## How to complete this task:
A verbatim copy of the data below is the required output.

## Dataset records:

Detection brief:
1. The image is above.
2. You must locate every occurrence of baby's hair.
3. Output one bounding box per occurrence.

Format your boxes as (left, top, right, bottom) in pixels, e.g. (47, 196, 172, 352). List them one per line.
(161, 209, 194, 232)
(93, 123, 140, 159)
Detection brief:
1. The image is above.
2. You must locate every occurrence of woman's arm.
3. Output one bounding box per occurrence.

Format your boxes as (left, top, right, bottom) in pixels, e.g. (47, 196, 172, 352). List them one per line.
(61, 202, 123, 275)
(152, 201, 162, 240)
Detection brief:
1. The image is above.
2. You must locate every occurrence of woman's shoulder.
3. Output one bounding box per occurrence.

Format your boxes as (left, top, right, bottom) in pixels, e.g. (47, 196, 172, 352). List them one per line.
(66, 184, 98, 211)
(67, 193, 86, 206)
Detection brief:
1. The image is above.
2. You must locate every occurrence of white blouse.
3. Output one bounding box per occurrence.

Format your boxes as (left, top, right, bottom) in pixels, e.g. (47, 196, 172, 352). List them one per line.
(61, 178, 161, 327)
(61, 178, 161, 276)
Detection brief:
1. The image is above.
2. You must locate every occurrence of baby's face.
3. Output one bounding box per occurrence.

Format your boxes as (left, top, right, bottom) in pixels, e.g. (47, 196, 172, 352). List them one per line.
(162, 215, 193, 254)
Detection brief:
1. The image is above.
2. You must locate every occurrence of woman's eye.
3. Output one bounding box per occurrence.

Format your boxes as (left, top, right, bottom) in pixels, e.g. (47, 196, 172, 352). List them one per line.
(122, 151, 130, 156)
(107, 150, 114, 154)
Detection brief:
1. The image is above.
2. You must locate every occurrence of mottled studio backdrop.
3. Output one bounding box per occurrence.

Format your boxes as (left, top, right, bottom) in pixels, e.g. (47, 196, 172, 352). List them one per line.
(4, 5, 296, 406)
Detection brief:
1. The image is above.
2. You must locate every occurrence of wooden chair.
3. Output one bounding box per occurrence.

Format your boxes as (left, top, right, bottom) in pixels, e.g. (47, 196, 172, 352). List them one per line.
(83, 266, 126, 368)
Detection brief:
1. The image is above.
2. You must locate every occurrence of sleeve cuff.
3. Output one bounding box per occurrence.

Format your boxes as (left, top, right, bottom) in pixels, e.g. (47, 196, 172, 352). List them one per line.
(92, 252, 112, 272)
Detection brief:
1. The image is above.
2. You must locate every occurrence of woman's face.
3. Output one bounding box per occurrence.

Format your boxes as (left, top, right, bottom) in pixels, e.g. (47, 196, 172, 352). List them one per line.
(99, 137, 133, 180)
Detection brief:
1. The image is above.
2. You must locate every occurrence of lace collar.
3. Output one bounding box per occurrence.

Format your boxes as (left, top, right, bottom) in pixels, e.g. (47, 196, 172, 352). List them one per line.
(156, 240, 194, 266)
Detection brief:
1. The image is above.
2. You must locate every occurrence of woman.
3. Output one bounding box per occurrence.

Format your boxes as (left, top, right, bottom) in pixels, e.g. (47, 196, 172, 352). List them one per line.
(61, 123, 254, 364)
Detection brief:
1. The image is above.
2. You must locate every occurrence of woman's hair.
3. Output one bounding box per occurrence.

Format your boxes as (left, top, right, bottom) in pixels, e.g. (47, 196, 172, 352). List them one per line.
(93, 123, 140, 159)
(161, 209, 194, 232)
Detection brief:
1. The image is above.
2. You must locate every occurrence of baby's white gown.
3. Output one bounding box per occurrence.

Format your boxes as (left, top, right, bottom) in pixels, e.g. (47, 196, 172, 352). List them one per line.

## Task output:
Detection brief:
1. The image is above.
2. You must locate every occurrence of baby's hair.
3. Output one bounding box per occurrence.

Format your boxes as (left, top, right, bottom) in pixels, e.g. (47, 196, 172, 352). List them one per line.
(161, 209, 194, 232)
(93, 123, 140, 159)
Detection brief:
1. The image is above.
2. You must locate every occurrence of woman's arm.
3. Output one bounding box per occurrence.

Format your boxes as (left, top, right, bottom) in pixels, e.g. (47, 196, 172, 352). List them one per line.
(61, 202, 123, 275)
(152, 201, 162, 240)
Detection brief:
1. The image is above.
2. You must locate every occurrence of woman's shoulder.
3. Output one bounding box per occurrence.

Format your boxes as (left, top, right, bottom) in pixels, e.g. (47, 196, 172, 352). List them one per line.
(66, 184, 98, 211)
(67, 193, 86, 206)
Detection brief:
1. The image is above.
2. You must locate every occurrence of white blouse.
3. Output one bounding box per occurrence.

Format your boxes as (left, top, right, bottom) in pixels, e.g. (47, 196, 172, 352). List them one per line.
(61, 178, 161, 327)
(61, 178, 161, 276)
Detection brief:
1. The image is above.
2. You must locate every occurrence of baby's face.
3. Output one bounding box per occurrence.

Format your boxes as (left, top, right, bottom) in pixels, e.g. (47, 196, 172, 352). List them one per line.
(162, 215, 193, 254)
Detection brief:
1. The image is above.
2. You must locate every occurrence of woman's eye.
3. Output one bounding box per occurrence.

Format your boxes as (left, top, right, bottom) in pixels, e.g. (47, 196, 172, 352). List them one per line.
(122, 151, 130, 156)
(107, 150, 114, 154)
Detection brief:
1. The image is above.
2. You must locate every occurrence of mottled studio backdrop.
3. Output one bounding box per occurrence.

Format your boxes as (left, top, right, bottom) in pixels, e.g. (47, 196, 172, 352). List them one per line.
(4, 5, 296, 406)
Detection brief:
1. The image is above.
2. You must locate every occurrence of wooden chair.
3. Output one bounding box per occurrence.

Format your boxes as (left, top, right, bottom) in pixels, e.g. (47, 196, 172, 352). List them one per line.
(83, 266, 126, 368)
Detection brief:
1. The image is above.
2. You must locate every occurrence of sleeve cuff.
3. Output one bounding box per occurrence.

Format your boxes as (left, top, right, bottom) in pixels, e.g. (47, 196, 172, 352). List them one per line.
(92, 252, 112, 272)
Detection brief:
1. The image is above.
2. You must locate every occurrence of woman's face.
3. Output one bounding box per occurrence.

Format your boxes as (left, top, right, bottom) in pixels, e.g. (47, 196, 172, 352). List them one per line.
(99, 137, 133, 180)
Detection brief:
1. The image is above.
2. You must locate every occurrence of lace collar.
3. Output one bounding box per occurrence.

Format your boxes as (left, top, right, bottom) in pixels, e.g. (47, 196, 172, 352). List them one per line.
(156, 240, 194, 266)
Detection brief:
1. The image is above.
2. You must locate every occurrence of woman.
3. Output one bounding box per occurrence.

Format your boxes as (left, top, right, bottom) in pixels, e.g. (47, 196, 172, 352). List them one per line.
(61, 123, 254, 364)
Detection brief:
1. The image is above.
2. You must locate every occurrence of woman's hair.
3. Output one bounding box per occurrence.

Format your boxes as (left, top, right, bottom) in pixels, e.g. (47, 196, 172, 352). List them one per line.
(93, 123, 140, 159)
(161, 209, 194, 232)
Detection brief:
1. The image is above.
2. You must locate every occurrence of baby's white gown.
3. Output one bounding box per occurrence.

Format your boxes as (left, top, right, bottom) in pixels, e.g. (47, 196, 172, 352). List them one per line.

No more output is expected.